--- Quoted text ---

Operation Megaphone
| Date | 30 July 2000 to 6 August 2000 |
| Location | Off the coast of Newfoundland, North Atlantic |

Belligerents
- Royal Canadian Navy: Third Ocean Marine Navigation Ltd., Maryland, USA (US civilian contractor)

Units involved
- HMCS Athabaskan, HMCS Montréal: GTS Katie

= Operation Megaphone =

2000 Canadian naval operation

Operation Megaphone was the Canadian naval operation to board a Vincentian-flagged, American-owned merchant ship in the Atlantic, in order to recover $223 million worth of military materiel being transported back to Canada at the conclusion of operations in Kosovo.

==Background==

At the conclusion of Operation Kinetic, the Canadian contribution to a NATO peacekeeping force in Kosovo and Macedonia, the Department of National Defence contracted SDV Logistics Canada Ltd to transport military assets, including 580 vehicles, 390 sea containers of equipment and three Canadian soldiers who were escorting the cargo.

SDV Logistics subcontracted Andromeda Navigation Co. of Montreal, which chartered a St Vincent-flagged ship, GTS Katie (owned by Annapolis, Maryland-based Third Ocean Marine Navigation Company), to move the cargo.

The vessel was scheduled to leave Greece on 27 June 2000 and was to arrive in Canada on 15 July. Three Canadian military personnel were also on board the ship to escort the cargo, which included five armoured vehicles, rifles, ammunition, and communications equipment.

Prior to leaving Greece, three crew members had complained to authorities there, and the ship was restrained. Though it was not clear why the crew members complained, the ship was allowed to sail on 28 June after posting a US$30,000 bond.

--- Request A ---
Reproduce the Operation Megaphone article above in full, word for word.

Excerpts from a point labeling dataset
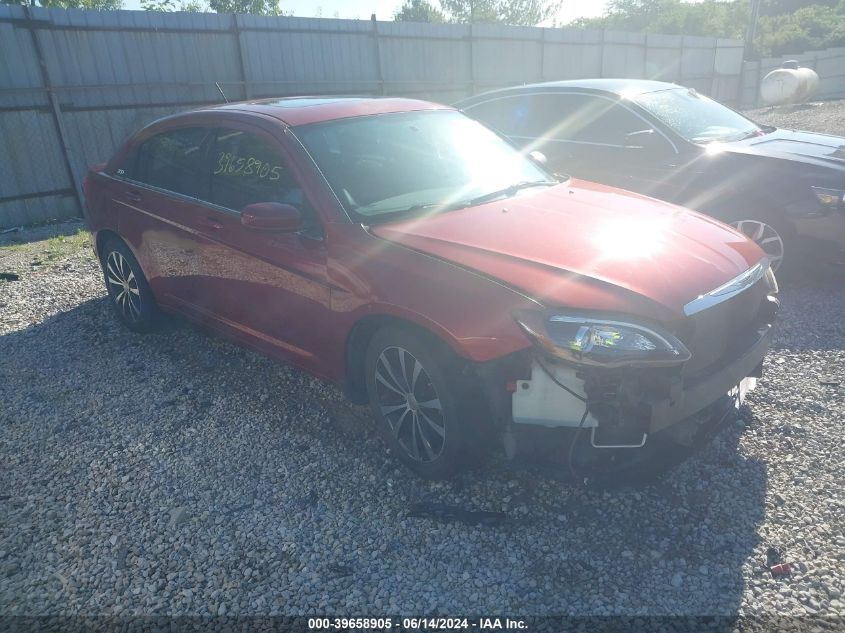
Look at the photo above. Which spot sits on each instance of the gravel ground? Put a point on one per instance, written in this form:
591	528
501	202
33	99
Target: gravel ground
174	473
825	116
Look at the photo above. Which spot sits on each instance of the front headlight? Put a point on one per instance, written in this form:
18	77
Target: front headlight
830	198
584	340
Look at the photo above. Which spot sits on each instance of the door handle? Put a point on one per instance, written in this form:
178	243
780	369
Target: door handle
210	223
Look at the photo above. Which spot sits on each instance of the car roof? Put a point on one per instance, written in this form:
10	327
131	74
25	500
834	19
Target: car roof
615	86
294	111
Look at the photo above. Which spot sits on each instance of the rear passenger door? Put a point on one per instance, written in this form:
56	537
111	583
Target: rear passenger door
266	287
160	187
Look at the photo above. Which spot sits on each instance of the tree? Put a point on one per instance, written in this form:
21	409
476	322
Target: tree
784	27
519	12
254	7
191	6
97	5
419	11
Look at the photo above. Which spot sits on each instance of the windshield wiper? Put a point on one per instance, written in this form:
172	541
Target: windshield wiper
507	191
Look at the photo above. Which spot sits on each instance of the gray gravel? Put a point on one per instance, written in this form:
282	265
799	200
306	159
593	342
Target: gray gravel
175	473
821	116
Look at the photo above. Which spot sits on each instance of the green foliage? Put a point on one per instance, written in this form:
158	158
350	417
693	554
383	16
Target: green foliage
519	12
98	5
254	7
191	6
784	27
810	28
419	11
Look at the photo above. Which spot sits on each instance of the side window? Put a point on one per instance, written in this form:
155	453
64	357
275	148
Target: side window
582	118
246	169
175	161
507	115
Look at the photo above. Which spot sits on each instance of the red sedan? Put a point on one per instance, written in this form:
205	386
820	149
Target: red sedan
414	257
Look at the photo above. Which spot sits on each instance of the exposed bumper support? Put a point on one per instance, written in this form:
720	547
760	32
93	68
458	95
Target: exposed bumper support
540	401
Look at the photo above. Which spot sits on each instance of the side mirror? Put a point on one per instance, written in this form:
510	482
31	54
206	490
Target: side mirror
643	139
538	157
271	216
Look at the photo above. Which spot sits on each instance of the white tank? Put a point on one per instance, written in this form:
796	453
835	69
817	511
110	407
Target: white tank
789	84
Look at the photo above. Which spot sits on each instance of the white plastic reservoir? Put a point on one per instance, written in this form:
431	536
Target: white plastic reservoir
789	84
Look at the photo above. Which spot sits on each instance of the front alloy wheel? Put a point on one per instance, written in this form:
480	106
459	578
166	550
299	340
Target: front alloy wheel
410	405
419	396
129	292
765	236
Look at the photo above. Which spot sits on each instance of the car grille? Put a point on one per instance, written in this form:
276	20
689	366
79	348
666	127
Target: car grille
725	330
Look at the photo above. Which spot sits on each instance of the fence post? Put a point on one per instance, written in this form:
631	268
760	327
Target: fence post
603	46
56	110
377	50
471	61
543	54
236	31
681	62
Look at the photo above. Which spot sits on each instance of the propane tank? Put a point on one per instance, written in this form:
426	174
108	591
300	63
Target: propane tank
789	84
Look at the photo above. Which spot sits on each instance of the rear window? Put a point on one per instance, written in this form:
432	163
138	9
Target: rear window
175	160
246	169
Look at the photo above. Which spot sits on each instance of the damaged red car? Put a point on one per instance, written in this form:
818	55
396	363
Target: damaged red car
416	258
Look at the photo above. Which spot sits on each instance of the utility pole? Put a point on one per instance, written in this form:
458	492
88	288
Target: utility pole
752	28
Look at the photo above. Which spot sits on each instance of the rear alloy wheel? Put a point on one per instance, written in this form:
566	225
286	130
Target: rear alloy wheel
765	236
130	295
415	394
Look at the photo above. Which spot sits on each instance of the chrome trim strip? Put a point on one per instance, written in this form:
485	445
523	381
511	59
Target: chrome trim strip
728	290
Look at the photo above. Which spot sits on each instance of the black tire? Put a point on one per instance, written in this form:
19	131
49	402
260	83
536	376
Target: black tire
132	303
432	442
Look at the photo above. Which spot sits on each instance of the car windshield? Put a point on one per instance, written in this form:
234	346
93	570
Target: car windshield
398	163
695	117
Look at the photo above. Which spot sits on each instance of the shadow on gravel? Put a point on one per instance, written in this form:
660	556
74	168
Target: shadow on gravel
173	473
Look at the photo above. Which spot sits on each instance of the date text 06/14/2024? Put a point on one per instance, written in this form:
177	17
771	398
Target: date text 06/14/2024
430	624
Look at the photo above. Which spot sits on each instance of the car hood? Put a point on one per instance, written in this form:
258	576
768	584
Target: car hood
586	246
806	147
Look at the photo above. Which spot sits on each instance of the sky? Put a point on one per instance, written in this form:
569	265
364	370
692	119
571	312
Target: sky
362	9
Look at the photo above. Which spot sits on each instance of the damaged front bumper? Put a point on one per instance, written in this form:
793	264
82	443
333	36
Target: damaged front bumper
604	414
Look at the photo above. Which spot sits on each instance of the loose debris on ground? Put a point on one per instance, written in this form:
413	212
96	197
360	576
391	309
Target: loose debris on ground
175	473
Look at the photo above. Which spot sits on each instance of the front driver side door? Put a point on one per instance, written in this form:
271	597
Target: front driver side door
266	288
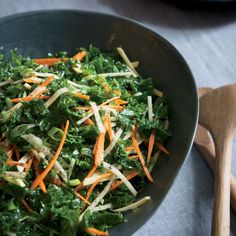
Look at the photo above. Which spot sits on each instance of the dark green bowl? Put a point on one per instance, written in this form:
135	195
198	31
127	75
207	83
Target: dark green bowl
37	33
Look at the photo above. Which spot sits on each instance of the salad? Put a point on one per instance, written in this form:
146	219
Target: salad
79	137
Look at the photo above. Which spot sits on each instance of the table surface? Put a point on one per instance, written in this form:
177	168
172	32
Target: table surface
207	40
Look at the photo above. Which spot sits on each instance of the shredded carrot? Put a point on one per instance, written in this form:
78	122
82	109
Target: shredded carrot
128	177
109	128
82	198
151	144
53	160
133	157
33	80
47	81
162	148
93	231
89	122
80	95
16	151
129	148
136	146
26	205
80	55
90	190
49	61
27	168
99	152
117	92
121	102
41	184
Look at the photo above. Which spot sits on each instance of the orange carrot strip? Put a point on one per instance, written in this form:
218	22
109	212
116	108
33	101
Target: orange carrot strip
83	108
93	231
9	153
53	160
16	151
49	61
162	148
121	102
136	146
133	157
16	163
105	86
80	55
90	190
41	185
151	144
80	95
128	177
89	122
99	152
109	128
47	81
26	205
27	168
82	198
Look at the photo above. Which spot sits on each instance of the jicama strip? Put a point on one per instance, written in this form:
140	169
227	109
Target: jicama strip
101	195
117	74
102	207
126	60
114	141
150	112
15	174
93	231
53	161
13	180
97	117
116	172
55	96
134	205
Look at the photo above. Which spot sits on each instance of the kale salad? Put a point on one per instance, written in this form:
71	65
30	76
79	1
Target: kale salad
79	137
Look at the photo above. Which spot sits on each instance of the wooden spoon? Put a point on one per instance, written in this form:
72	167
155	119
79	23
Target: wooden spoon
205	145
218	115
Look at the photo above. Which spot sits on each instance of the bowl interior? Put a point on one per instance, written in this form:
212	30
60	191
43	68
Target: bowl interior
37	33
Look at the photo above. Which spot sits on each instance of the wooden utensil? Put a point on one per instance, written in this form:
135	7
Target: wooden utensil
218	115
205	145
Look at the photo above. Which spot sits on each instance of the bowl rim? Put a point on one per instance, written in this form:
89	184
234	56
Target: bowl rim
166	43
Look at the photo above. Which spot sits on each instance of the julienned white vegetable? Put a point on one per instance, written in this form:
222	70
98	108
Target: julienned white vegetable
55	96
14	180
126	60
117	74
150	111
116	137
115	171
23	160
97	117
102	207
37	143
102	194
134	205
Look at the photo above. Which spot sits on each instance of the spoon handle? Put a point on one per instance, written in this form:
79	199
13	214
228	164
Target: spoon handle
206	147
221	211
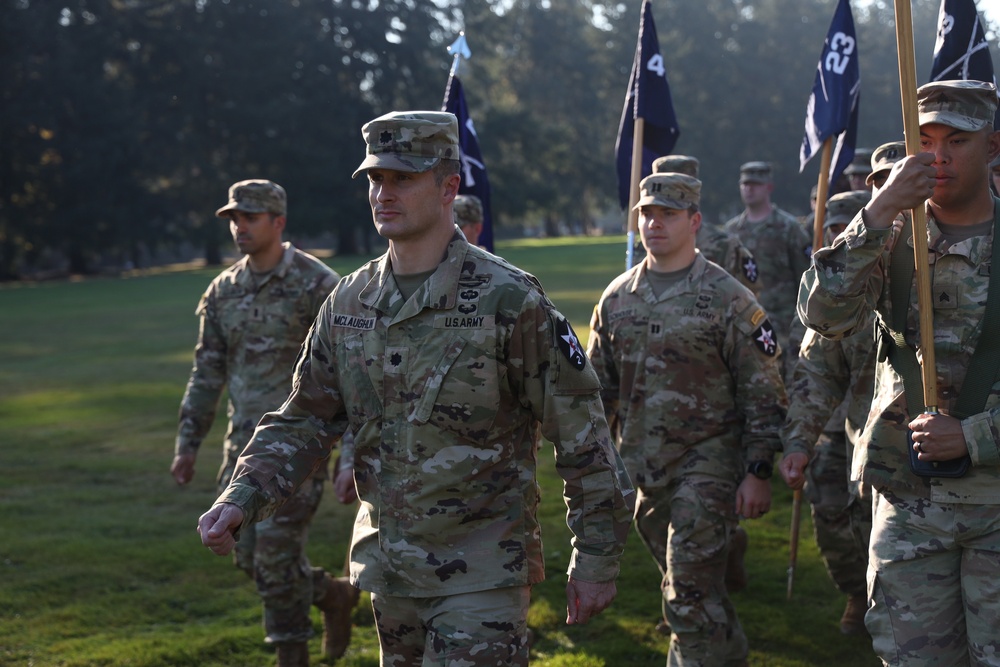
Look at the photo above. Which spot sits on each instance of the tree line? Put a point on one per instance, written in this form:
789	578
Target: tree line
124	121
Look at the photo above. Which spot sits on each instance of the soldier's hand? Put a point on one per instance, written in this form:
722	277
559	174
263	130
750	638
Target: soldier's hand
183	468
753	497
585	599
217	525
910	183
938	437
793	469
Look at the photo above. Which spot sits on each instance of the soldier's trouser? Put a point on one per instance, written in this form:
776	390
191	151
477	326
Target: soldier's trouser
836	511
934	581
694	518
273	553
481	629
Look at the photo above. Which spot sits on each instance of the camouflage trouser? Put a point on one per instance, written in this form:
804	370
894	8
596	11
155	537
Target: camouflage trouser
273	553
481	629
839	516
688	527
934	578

--- Request B ---
From the entries above, list every line that contains the word "carrot".

--- Exercise result A ---
Operation Megaphone
| Date | 30 July 2000 to 6 August 2000 |
| Location | Off the coast of Newfoundland, North Atlantic |

Belligerents
- Royal Canadian Navy: Third Ocean Marine Navigation Ltd., Maryland, USA (US civilian contractor)

Units involved
- HMCS Athabaskan, HMCS Montréal: GTS Katie

= Operation Megaphone =

2000 Canadian naval operation

Operation Megaphone was the Canadian naval operation to board a Vincentian-flagged, American-owned merchant ship in the Atlantic, in order to recover $223 million worth of military materiel being transported back to Canada at the conclusion of operations in Kosovo.

==Background==

At the conclusion of Operation Kinetic, the Canadian contribution to a NATO peacekeeping force in Kosovo and Macedonia, the Department of National Defence contracted SDV Logistics Canada Ltd to transport military assets, including 580 vehicles, 390 sea containers of equipment and three Canadian soldiers who were escorting the cargo.

SDV Logistics subcontracted Andromeda Navigation Co. of Montreal, which chartered a St Vincent-flagged ship, GTS Katie (owned by Annapolis, Maryland-based Third Ocean Marine Navigation Company), to move the cargo.

The vessel was scheduled to leave Greece on 27 June 2000 and was to arrive in Canada on 15 July. Three Canadian military personnel were also on board the ship to escort the cargo, which included five armoured vehicles, rifles, ammunition, and communications equipment.

Prior to leaving Greece, three crew members had complained to authorities there, and the ship was restrained. Though it was not clear why the crew members complained, the ship was allowed to sail on 28 June after posting a US$30,000 bond.

--- Exercise result B ---
Look at the photo above. Which spot sits on each instance of the shredded carrot? Put a point on one per instance, written in this form:
Target: shredded carrot
Look at the photo above. Which spot sits on each instance of the orange carrot strip? Put a point on one per instance, written in this form:
Target: orange carrot strip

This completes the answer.